*SELECTED TEXT*.
########
Sunday, April 3, 2016

I updated my web site

Being a software developer type in a prior life, I confess that I couldn't resist designing my own author web site. So that's what I did. Guess what? It showed. Particularly because, as a SW developer, I couldn't bring myself to use any of the pre-canned packages that make assembling a web site a snap. Nope. Not me. I had to roll my own from scratch using an earlier generation of Microsoft Publisher.

Those days are done. I acquired some help. The Todd Thorne site now has a fabulous and slick new look-and-feel.

Check it out.

Friday, March 25, 2016

What Todd is Writing

Vortex clocks in at 73,000 words. Amazing. Incredible. Hallelujah.
Now for reflections…
For the most part, the story went where I expected it would. I mapped it out last year, though I must say, since then, there have been some surprises along the way. Meaning, twists and turns I didn't envision. That's what 'discovery' writing can do for you. It provides plenty of opportunities for your keyboard to take control and pound out a real zinger or two. Even still, the story wrapped up the way I'd envisioned. I am quite tickled. Biased as I undoubtedly am, I really enjoy reading it.
Now begins the process of commercialization. I've decided that I'm going to query select agents in the genre that embodies Vortex (YA and New Adult + Speculative Fiction). We'll see if it garners any interest. Say what you will but these are evolutionary times in the publishing industry, which is shorthand for: all bets are off. That being said, it remains true that well-told stories will find their audience, one way or another. That's the amazing aspect of this business. There are numerous ways to get your stories circulating in quest of the ultimate audience. Perseverance can prevail, assuming it doesn't drive the writer insane along the way.
########
*WHAT YOU HAVE TO DO*.
Update the blog entries from "Being a software" up to and including "Amazing. Incredible. Hallelujah.", changing "web site" to "website" throughout that span.

*DATA EXTRACT*.
########
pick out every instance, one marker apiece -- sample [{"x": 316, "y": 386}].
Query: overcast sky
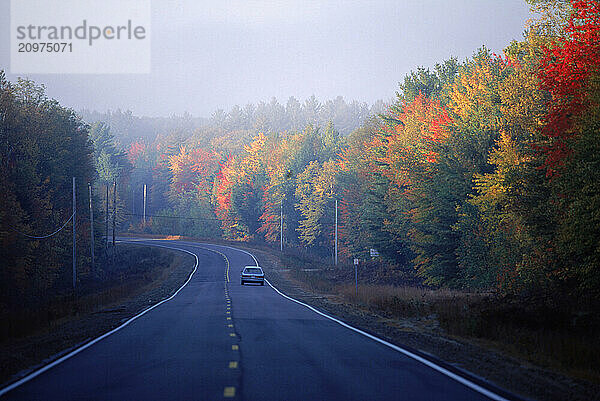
########
*COMPLETE OUTPUT*.
Being a software developer type in a prior life, I confess that I couldn't resist designing my own author website. So that's what I did. Guess what? It showed. Particularly because, as a SW developer, I couldn't bring myself to use any of the pre-canned packages that make assembling a website a snap. Nope. Not me. I had to roll my own from scratch using an earlier generation of Microsoft Publisher.

Those days are done. I acquired some help. The Todd Thorne site now has a fabulous and slick new look-and-feel.

Check it out.

Friday, March 25, 2016

What Todd is Writing

Vortex clocks in at 73,000 words. Amazing. Incredible. Hallelujah.